===== Brano proposto

Nell’incontro con Confindustria del 2 marzo il sindaco di Venezia parla ancora di una tragedia sopratutto mediatica” invitando i turisti a visitare la città improvvisamente vuota, mentre due giorni dopo affermerà che il virus lo stiamo anche risolvendo [sic]”. Ma la riapertura dei musei, forzata dall’ottimismo del capo, si rivelerà presto un flop: già il 7 marzo Brugnaro è costretto a lanciare l’hashtag antigovernativo #nonsannoquellochefanno, che però rappresenta solo il canto del cigno del volontarismo magico del condottiero. Come noto, infatti, il giorno successivo il governo bloccherà tutte le attività che comportino assembramenti. Il 10 marzo il sindaco, ormai travolto dagli eventi, si dice completamente d’accordo” con la linea governativa, e il 13 lo vedremo infine contrito, avvolto nella fascia tricolore di rito, a omaggiare in solitaria preghiera la Madonna della Salute, chiedendo protezione e consacrando al sacro cuore immacolato di Maria sia la città sia “le terre venete”.

==========

§ **Domande sul materiale**
**a)** Riassumi il brano sul sindaco di Venezia nel marzo del virus in due frasi.
**b)** Trasforma in un elenco il paragrafo del brano che comincia con «Nell’incontro con Confindustria», mantenendone i fatti principali.
I record non hanno alcuna relazione con il brano.

===== Materiale fornito

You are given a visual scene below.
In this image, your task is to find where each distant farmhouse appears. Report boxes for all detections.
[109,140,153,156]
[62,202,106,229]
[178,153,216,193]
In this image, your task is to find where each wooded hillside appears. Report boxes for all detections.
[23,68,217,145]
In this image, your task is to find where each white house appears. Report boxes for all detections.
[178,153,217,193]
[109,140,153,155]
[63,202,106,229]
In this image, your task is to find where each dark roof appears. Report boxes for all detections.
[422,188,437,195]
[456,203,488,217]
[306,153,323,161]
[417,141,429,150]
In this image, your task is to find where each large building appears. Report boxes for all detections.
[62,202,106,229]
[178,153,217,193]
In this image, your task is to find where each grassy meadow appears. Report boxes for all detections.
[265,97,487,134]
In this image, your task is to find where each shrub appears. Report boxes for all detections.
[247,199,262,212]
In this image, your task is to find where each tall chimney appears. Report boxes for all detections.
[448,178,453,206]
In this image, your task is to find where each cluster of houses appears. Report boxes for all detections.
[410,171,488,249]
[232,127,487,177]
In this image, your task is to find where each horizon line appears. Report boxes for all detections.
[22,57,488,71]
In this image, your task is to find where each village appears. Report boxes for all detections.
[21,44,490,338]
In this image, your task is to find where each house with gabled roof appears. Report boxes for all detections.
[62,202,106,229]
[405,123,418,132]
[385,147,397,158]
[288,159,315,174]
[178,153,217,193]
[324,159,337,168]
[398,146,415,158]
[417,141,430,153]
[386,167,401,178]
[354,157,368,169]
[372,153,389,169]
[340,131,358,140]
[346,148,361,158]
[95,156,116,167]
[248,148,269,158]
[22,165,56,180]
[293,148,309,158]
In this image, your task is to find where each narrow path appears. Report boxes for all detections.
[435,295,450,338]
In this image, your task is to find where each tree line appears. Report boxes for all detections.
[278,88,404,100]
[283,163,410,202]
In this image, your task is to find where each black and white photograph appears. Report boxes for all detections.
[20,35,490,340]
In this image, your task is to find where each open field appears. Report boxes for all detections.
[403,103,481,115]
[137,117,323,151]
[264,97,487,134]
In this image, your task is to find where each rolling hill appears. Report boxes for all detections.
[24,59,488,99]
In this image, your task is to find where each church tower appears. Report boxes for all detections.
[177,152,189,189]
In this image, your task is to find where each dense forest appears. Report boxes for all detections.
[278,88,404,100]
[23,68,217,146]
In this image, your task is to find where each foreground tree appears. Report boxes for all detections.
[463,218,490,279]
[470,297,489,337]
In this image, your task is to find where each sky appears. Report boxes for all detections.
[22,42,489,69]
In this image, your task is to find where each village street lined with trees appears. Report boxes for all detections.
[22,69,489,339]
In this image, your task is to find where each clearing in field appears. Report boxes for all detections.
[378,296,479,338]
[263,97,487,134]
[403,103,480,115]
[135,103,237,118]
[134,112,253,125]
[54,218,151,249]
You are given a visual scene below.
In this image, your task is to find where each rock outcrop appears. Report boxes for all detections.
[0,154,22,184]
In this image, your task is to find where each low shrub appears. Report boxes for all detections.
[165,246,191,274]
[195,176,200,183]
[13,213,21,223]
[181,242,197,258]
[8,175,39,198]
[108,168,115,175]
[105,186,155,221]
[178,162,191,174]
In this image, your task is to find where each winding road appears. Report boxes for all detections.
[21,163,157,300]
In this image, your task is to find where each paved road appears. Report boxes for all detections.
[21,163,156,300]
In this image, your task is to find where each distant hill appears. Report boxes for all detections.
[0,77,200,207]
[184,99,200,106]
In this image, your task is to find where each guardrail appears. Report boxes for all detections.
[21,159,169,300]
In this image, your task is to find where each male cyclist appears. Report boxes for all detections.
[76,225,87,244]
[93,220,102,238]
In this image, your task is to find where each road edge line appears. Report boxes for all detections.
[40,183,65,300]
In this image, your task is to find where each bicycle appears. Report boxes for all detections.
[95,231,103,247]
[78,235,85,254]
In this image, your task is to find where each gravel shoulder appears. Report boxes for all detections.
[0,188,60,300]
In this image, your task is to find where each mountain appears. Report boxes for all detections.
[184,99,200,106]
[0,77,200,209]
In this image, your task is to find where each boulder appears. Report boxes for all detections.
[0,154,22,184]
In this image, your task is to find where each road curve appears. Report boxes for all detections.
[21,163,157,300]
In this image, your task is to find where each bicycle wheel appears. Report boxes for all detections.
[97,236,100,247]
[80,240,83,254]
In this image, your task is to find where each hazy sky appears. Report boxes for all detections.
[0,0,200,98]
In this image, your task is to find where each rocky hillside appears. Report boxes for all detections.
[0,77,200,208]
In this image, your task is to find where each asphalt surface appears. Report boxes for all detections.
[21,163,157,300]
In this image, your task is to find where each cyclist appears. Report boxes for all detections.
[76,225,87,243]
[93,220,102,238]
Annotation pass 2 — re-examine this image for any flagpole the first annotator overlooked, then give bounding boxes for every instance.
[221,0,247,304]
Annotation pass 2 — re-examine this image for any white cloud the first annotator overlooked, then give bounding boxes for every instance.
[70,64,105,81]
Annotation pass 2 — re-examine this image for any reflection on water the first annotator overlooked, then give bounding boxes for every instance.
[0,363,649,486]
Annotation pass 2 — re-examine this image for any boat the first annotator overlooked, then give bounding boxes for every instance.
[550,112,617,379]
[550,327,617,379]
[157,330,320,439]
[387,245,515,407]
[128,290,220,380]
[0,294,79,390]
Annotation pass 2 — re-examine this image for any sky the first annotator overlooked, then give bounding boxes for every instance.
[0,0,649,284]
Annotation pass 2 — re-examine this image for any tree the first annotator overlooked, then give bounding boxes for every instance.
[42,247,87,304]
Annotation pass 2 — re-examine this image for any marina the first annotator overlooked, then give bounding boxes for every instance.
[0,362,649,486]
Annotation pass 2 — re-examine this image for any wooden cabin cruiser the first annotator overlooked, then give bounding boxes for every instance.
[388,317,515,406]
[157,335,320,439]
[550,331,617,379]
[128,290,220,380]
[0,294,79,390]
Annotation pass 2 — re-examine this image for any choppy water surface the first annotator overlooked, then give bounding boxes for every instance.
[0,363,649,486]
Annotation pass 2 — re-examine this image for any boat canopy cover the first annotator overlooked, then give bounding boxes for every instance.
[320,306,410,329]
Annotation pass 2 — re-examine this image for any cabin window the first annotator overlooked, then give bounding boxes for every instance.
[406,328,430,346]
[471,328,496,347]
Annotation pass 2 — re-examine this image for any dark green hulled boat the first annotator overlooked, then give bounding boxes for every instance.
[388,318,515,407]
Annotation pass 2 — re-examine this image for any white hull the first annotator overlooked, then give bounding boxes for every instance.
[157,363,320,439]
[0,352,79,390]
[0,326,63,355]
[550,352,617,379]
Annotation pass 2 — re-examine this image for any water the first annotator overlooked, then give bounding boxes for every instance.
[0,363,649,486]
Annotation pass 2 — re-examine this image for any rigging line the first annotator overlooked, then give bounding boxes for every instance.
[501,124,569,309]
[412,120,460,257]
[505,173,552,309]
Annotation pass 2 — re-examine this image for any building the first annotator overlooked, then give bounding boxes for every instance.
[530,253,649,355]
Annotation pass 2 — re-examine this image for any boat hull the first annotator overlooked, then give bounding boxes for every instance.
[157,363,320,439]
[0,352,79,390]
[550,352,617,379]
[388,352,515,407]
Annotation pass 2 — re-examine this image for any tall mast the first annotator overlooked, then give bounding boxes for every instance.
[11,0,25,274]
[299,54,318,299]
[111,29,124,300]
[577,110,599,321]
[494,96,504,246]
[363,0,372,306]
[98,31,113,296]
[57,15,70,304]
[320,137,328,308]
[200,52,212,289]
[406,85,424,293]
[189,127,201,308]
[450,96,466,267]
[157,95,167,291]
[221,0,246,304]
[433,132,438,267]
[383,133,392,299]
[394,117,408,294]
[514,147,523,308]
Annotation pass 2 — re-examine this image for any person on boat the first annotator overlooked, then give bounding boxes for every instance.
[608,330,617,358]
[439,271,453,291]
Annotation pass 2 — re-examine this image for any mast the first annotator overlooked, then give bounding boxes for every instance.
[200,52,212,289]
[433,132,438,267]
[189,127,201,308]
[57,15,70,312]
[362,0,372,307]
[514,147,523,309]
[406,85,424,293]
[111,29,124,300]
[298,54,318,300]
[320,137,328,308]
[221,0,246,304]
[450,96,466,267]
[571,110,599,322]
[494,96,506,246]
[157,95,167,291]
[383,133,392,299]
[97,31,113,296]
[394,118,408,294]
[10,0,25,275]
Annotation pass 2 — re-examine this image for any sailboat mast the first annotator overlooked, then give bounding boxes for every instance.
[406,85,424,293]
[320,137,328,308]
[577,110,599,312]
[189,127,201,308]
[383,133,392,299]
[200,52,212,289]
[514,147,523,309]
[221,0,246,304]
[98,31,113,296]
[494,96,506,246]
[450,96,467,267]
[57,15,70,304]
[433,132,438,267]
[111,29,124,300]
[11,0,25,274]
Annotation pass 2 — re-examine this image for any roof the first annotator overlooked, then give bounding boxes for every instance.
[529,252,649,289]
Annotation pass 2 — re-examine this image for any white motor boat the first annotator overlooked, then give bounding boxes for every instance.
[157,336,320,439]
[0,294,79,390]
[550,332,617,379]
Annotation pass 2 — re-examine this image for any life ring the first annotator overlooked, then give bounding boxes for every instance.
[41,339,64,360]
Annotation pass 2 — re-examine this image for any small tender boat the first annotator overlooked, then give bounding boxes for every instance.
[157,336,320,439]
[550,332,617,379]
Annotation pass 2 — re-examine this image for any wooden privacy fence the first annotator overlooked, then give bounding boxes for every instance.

==========

§ **Soluzioni in ordine**
**a)** All'inizio di marzo il sindaco di Venezia Brugnaro parlò di una tragedia soprattutto mediatica, invitò i turisti a visitare la città e spinse per la riapertura dei musei, che si rivelò presto un flop. Dopo l'hashtag antigovernativo del 7 marzo e il blocco degli assembramenti deciso dal governo il giorno successivo, il 10 marzo si disse d'accordo con la linea governativa e il 13 omaggiò in solitaria preghiera la Madonna della Salute, consacrando la città e le terre venete al sacro cuore immacolato di Maria.

**b)**
- 2 marzo: nell'incontro con Confindustria il sindaco di Venezia parla di una tragedia soprattutto mediatica e invita i turisti a visitare la città vuota.
- Due giorni dopo: afferma che il virus si sta anche risolvendo.
- La riapertura dei musei, voluta dal sindaco, si rivela presto un flop.
- 7 marzo: Brugnaro lancia l'hashtag antigovernativo #nonsannoquellochefanno.
- Giorno successivo: il governo blocca tutte le attività che comportano assembramenti.
- 10 marzo: il sindaco si dice completamente d'accordo con la linea governativa.
- 13 marzo: con la fascia tricolore rende omaggio in solitaria preghiera alla Madonna della Salute, chiede protezione e consacra la città e le terre venete al sacro cuore immacolato di Maria.